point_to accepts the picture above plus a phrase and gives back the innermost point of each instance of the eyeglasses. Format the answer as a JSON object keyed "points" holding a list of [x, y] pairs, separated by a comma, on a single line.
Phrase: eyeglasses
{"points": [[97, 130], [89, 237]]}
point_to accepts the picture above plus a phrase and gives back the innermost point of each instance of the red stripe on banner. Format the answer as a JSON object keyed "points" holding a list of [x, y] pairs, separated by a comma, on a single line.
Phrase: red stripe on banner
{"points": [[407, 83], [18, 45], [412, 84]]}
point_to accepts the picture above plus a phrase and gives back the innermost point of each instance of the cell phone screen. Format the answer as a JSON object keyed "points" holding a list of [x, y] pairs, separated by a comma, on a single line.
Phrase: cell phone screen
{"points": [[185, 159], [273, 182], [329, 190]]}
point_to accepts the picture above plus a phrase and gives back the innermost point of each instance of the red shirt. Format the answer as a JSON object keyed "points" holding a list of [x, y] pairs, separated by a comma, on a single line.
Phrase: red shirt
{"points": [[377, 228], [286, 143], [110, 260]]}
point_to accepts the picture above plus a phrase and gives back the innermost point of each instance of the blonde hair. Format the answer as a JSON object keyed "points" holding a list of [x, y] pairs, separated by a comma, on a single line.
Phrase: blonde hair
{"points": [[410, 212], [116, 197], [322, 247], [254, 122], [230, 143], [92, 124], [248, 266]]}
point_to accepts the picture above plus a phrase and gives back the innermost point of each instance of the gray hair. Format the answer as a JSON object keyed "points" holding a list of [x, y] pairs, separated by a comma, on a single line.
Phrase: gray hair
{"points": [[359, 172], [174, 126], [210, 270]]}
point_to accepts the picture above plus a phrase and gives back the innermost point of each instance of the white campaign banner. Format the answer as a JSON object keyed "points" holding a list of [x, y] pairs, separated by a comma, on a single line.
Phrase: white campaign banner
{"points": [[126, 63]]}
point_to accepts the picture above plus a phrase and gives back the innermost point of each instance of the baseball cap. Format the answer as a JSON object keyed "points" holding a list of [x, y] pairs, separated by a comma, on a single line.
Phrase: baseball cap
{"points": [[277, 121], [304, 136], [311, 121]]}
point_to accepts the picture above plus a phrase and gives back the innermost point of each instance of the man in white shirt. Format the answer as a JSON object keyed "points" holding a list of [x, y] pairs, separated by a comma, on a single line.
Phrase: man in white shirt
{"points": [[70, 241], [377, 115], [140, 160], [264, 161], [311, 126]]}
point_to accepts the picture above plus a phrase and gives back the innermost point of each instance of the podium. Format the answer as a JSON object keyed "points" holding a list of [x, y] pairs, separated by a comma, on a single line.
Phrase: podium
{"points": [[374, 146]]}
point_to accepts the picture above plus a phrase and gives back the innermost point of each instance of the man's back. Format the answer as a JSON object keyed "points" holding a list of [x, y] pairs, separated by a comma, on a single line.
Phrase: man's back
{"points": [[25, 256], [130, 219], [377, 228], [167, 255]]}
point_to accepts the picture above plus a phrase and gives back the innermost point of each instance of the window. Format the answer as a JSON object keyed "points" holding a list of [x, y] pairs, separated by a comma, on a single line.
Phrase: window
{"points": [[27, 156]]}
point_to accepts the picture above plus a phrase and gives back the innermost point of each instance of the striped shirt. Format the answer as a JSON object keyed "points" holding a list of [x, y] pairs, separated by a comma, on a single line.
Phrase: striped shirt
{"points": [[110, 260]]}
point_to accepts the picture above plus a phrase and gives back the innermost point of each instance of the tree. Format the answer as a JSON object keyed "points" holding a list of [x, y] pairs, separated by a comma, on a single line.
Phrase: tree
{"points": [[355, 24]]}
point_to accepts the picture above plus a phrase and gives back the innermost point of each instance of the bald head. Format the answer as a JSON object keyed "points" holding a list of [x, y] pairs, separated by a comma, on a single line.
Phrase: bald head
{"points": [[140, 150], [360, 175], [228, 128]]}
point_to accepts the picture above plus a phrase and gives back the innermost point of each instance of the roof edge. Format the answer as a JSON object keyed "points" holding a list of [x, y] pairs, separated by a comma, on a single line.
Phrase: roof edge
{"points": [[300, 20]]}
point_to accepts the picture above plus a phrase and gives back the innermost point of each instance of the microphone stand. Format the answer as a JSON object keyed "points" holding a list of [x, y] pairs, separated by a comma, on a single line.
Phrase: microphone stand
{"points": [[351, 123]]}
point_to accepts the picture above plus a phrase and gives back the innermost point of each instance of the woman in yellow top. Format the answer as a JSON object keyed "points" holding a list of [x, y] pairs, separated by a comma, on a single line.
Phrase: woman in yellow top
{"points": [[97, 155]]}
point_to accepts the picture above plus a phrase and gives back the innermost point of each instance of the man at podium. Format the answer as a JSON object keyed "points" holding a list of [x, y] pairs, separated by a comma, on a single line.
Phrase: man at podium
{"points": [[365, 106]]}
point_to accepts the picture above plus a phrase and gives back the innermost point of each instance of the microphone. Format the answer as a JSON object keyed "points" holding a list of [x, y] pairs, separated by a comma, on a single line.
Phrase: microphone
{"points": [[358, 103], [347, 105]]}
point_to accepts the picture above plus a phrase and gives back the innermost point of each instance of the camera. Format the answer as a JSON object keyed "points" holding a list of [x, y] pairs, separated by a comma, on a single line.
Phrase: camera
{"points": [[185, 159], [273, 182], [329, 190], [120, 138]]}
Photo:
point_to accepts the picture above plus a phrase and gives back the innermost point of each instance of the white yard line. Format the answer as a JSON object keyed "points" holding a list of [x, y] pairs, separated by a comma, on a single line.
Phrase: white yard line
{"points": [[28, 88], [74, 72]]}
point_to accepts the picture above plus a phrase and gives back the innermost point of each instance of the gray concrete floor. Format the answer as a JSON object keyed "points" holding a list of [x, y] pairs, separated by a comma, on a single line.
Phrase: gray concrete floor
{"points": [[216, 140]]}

==

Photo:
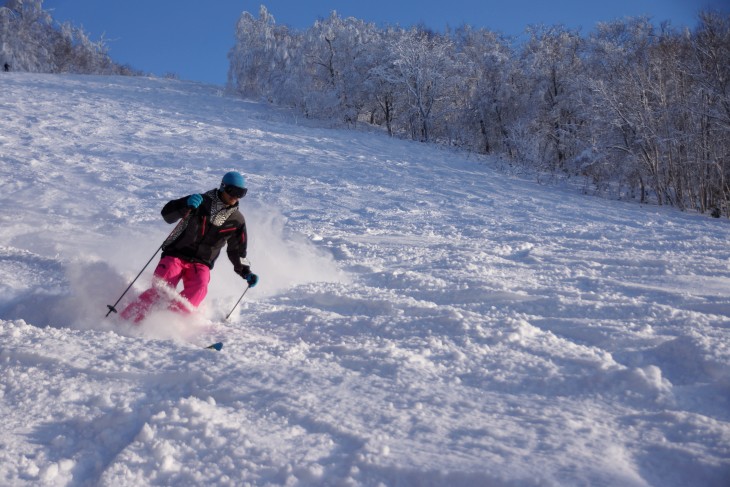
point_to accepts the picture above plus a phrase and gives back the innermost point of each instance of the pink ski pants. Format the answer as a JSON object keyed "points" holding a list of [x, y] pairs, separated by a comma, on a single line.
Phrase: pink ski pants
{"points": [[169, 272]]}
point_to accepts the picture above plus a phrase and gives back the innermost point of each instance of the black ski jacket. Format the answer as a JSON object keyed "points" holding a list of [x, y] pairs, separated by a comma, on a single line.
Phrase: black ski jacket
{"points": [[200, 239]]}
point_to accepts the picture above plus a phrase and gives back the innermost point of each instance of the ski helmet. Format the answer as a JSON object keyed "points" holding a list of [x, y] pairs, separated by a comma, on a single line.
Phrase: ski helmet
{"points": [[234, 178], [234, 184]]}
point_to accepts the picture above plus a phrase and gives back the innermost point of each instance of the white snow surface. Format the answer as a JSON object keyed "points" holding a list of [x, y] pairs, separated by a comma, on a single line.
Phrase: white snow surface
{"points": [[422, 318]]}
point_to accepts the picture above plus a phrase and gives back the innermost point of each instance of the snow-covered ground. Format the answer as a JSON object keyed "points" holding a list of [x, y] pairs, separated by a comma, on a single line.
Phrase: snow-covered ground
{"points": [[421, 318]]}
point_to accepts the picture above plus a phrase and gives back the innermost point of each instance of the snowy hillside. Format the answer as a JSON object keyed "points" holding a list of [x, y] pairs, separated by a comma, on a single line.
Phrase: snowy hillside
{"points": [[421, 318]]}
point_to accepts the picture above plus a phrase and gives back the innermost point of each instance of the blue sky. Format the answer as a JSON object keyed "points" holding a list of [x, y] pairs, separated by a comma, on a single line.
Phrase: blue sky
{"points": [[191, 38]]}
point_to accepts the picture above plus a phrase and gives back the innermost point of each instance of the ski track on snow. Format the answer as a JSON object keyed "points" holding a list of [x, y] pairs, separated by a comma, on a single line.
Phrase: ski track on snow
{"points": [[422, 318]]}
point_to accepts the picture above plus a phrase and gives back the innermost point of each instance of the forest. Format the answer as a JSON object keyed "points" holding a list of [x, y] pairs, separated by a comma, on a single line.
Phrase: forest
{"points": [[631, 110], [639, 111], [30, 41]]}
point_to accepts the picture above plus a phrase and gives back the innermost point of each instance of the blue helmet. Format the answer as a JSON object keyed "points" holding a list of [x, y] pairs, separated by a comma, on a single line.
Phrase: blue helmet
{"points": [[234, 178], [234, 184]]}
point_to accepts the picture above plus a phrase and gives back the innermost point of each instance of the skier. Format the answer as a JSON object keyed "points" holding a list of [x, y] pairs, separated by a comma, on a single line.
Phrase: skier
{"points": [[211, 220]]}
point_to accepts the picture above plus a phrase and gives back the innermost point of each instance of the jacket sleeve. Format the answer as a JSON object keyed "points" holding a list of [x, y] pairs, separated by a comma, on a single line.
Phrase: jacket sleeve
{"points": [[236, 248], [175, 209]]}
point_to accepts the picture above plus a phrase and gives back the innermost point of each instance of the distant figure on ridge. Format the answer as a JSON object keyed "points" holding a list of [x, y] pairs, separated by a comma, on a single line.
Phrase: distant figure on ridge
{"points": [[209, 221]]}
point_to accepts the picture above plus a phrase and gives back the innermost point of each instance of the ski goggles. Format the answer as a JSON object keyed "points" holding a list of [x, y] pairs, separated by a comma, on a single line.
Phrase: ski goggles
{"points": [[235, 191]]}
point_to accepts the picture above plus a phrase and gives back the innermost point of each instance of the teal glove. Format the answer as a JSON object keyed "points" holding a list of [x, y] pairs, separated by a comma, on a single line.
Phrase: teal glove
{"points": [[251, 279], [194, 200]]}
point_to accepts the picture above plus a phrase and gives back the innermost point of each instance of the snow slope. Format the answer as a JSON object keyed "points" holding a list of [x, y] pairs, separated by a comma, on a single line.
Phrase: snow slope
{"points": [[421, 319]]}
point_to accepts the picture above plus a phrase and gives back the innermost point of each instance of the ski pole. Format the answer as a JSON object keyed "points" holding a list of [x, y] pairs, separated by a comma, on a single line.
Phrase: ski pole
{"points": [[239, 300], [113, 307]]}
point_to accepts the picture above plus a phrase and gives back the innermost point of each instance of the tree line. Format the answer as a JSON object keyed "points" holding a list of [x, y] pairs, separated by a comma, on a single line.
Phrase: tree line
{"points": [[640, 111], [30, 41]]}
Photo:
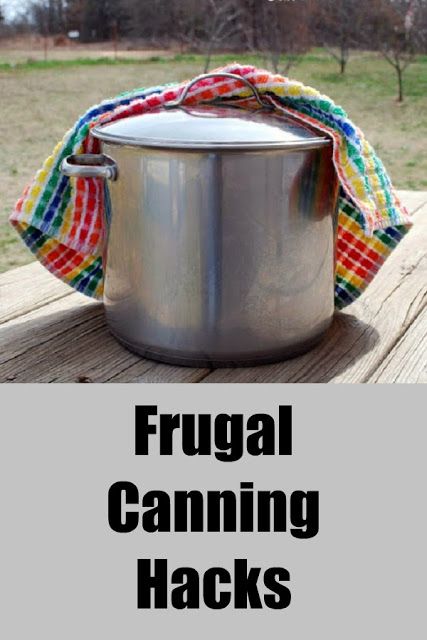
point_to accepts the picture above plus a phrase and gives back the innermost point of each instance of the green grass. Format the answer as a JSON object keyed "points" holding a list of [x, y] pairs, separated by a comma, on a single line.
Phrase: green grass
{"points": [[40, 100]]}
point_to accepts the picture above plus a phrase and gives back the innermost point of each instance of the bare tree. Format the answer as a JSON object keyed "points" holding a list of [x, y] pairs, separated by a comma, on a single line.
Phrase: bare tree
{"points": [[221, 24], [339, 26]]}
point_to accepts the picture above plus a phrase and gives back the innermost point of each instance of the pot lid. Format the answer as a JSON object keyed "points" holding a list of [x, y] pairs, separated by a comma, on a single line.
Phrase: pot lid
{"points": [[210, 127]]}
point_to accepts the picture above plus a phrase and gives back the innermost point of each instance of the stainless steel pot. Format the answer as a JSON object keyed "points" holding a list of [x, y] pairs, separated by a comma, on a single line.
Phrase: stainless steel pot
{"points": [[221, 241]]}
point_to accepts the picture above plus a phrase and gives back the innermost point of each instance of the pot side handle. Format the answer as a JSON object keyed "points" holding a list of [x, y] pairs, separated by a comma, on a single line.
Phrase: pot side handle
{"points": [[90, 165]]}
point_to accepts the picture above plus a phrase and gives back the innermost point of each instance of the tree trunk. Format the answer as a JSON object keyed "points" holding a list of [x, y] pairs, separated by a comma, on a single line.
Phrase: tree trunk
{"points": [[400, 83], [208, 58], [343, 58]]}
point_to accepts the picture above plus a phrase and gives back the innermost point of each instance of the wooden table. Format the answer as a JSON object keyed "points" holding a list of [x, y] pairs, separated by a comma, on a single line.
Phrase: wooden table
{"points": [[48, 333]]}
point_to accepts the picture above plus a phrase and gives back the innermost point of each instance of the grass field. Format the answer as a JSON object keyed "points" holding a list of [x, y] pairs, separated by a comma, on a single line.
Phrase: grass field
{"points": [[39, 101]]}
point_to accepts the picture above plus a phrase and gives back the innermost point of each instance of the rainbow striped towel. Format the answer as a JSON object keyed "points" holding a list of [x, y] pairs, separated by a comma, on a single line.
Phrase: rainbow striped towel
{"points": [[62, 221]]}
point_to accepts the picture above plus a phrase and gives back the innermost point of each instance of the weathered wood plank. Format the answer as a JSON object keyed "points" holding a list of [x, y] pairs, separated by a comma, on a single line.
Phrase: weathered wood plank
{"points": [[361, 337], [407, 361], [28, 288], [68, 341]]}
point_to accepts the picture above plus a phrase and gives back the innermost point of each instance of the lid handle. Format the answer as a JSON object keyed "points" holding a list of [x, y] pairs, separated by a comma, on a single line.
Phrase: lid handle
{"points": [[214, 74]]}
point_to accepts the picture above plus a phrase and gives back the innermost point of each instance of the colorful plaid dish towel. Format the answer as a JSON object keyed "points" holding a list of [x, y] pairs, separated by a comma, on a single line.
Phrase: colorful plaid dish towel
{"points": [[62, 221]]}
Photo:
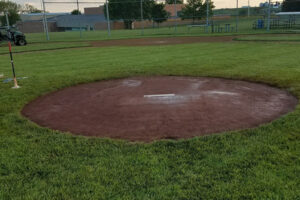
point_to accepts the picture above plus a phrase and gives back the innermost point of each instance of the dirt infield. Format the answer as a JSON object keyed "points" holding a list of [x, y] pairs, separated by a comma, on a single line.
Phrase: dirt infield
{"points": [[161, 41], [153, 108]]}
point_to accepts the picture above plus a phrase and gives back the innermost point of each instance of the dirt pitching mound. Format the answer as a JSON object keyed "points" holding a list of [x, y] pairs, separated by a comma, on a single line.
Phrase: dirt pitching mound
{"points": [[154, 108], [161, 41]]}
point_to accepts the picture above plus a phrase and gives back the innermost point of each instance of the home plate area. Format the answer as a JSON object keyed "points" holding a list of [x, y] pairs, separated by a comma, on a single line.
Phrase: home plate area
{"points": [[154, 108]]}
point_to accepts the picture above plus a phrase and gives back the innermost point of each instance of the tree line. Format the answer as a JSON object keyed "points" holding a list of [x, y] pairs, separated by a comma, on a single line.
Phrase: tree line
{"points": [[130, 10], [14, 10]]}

*What you need to do:* Pick out every line in the items above that contains the string "sleeve", matching case exactly, and copy each line in full.

*Finished answer:*
point_to accepts the picture above plus a phrase and gives back the innermost point of each instance of the jacket sleeve. Format the answer as a JSON object keyed "points" holding a list of [x, y] pairs, separated by a comma, on a single line.
Phrase: jacket sleeve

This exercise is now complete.